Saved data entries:
---+---
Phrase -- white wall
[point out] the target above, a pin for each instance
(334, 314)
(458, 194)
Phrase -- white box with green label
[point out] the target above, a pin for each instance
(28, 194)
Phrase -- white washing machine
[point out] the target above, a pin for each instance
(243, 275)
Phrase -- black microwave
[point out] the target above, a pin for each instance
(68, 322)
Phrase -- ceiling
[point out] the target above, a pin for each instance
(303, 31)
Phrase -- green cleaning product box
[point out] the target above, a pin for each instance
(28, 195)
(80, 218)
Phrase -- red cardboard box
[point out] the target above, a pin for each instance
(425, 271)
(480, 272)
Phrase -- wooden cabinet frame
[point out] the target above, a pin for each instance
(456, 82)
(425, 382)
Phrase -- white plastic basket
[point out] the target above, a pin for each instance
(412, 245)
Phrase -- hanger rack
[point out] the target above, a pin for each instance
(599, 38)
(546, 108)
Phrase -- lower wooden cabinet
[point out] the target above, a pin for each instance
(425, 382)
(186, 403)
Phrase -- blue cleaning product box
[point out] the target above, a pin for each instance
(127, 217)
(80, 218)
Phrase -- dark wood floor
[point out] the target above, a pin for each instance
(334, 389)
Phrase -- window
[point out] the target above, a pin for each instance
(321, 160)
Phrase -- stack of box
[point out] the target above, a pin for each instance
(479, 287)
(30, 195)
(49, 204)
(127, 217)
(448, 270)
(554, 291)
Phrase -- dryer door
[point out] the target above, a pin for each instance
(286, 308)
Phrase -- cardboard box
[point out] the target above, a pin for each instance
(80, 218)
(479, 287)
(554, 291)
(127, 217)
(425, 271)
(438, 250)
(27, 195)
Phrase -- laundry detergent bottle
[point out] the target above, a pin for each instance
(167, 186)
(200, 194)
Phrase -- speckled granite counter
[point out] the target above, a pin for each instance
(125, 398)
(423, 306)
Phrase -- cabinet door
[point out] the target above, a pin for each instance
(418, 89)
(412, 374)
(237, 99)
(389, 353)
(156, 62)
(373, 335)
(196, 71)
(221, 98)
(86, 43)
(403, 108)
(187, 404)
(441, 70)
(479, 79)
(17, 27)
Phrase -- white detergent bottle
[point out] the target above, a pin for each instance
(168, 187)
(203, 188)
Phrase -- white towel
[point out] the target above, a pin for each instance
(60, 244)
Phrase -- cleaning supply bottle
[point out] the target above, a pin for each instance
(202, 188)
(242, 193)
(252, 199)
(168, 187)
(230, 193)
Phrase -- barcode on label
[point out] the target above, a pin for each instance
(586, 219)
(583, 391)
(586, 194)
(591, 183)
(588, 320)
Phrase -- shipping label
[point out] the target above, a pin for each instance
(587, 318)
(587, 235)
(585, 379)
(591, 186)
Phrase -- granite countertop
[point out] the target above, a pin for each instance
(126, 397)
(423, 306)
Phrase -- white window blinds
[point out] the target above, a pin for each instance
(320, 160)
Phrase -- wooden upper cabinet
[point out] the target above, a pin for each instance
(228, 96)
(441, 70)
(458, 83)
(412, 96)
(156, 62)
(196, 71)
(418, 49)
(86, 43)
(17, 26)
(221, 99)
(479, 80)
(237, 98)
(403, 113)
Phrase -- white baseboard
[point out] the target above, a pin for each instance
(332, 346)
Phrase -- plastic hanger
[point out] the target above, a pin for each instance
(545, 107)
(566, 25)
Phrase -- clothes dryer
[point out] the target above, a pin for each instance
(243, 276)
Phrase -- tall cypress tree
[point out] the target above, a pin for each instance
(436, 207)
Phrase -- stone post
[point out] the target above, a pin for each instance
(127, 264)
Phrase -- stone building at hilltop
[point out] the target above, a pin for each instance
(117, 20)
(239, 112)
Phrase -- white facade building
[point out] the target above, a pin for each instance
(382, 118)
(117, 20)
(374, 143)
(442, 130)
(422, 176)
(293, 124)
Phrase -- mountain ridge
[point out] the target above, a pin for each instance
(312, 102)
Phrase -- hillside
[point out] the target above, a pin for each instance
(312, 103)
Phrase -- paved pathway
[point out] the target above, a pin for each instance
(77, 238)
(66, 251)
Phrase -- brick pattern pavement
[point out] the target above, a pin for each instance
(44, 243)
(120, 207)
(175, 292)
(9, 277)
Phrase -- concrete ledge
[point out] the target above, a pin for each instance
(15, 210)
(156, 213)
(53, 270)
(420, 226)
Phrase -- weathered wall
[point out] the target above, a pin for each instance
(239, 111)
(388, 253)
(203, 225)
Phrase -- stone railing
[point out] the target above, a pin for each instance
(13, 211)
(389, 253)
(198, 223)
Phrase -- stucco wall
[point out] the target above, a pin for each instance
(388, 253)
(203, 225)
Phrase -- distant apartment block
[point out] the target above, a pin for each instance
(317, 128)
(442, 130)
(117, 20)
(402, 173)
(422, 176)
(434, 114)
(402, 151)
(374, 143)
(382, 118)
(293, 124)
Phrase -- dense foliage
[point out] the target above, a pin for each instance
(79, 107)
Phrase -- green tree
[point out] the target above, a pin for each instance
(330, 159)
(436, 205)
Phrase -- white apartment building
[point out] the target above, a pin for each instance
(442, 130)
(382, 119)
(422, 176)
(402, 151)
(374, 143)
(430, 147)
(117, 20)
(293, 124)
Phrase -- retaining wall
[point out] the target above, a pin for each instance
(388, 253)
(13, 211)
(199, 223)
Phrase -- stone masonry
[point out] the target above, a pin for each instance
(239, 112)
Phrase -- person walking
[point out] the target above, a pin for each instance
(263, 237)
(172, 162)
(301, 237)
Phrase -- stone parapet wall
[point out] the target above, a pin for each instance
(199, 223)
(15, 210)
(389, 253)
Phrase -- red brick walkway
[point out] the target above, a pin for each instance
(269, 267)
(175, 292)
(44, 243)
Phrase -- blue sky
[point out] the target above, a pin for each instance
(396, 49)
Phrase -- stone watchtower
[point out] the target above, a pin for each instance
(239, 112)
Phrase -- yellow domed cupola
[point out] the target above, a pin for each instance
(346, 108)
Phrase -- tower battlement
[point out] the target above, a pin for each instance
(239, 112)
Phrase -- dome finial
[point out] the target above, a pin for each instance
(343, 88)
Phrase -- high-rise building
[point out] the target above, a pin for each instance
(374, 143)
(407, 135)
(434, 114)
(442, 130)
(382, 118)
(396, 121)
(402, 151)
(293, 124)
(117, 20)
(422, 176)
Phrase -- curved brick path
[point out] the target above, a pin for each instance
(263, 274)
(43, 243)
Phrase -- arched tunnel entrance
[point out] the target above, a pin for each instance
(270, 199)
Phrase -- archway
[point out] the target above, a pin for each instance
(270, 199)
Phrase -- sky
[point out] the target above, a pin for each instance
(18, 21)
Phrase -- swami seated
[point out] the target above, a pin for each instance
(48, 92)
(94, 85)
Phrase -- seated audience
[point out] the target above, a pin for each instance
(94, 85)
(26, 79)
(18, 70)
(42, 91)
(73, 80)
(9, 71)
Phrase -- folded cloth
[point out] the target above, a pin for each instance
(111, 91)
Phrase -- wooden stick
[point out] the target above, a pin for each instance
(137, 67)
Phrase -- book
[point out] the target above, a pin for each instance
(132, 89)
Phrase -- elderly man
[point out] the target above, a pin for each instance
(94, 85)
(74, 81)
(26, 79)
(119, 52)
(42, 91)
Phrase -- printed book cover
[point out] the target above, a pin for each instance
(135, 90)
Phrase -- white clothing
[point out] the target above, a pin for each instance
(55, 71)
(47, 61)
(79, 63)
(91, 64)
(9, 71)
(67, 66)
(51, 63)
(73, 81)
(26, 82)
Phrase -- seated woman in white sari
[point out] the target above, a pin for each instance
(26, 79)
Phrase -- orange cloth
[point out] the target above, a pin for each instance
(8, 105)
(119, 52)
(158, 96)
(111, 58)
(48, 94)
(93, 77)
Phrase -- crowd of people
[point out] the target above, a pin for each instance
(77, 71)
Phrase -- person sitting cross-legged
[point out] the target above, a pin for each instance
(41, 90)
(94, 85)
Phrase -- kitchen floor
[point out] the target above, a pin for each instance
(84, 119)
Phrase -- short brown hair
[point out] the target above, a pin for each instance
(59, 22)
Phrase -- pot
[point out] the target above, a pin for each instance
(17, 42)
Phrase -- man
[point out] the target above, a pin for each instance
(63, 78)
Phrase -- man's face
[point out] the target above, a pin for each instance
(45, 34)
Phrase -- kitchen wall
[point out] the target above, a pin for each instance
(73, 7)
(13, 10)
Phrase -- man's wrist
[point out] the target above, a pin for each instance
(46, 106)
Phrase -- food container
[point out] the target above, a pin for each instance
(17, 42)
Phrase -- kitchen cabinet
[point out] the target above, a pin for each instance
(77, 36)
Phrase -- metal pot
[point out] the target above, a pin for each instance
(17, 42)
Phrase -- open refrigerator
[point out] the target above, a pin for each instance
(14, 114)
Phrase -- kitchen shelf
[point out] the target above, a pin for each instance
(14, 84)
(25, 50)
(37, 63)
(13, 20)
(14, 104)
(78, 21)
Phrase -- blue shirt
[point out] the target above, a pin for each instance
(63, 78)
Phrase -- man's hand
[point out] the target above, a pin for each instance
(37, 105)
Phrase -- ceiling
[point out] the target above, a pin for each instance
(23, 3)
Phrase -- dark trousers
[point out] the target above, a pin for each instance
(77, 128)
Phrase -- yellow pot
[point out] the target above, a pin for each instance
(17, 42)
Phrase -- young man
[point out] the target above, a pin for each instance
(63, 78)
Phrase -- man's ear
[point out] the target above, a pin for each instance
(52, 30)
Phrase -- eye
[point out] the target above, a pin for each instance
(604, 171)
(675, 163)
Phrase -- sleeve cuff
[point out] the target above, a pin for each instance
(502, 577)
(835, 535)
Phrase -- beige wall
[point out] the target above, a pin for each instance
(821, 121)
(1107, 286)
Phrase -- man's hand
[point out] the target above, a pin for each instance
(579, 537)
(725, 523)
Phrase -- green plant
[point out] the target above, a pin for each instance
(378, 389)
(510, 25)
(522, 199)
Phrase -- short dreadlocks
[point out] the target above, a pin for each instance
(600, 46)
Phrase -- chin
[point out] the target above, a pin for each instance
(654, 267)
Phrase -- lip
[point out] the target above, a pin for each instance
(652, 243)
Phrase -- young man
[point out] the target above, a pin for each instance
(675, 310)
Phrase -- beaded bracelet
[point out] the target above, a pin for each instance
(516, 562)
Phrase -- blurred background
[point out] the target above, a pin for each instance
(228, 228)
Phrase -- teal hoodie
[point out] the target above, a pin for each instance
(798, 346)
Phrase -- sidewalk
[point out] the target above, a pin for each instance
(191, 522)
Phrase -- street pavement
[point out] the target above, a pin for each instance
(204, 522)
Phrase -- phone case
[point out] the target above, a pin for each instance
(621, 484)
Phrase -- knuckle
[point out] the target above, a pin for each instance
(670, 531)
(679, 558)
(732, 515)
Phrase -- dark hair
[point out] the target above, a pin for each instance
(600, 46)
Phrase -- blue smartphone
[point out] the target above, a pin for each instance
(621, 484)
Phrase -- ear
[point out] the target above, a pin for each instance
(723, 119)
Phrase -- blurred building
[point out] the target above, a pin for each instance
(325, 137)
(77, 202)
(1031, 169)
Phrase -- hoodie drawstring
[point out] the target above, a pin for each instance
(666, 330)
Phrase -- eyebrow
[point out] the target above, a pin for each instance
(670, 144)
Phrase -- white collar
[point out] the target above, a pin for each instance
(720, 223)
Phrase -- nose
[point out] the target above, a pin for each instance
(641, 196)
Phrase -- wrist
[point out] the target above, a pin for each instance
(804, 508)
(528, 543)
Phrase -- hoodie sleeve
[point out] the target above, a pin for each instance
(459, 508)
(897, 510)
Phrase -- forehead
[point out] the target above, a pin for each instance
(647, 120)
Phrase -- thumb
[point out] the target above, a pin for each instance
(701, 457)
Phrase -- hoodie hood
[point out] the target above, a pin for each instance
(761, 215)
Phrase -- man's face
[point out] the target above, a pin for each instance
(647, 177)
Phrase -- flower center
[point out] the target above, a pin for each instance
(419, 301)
---+---
• **To do**
Write the opening line of the data above and every line after it, exactly, stopping once you have written the line with "Phrase -- blue cleaning product box".

• **Response**
Phrase -- white wall
[point out] the target above, a pin for each instance
(334, 314)
(458, 194)
Phrase -- white box with green label
[point out] the target above, a pin for each instance
(28, 194)
Phrase -- white washing machine
[point out] the target above, a pin for each instance
(243, 275)
Phrase -- black microwave
[point out] the target above, a pin for each instance
(68, 322)
Phrase -- ceiling
[point out] the target above, a pin for each instance
(303, 31)
Phrase -- green cleaning product box
[point out] the target above, a pin for each instance
(28, 195)
(80, 218)
Phrase -- red cardboard box
[point out] the target above, a pin for each instance
(425, 271)
(480, 272)
Phrase -- wooden cabinet frame
[point out] the target above, a pin for each instance
(456, 82)
(425, 382)
Phrase -- white plastic basket
[point out] the target above, a pin for each instance
(412, 245)
Phrase -- hanger rack
[point out] the target above, a pin for each instance
(599, 38)
(546, 108)
Phrase -- lower wooden cabinet
[point out] the target above, a pin for each instance
(425, 382)
(186, 403)
Phrase -- blue cleaning product box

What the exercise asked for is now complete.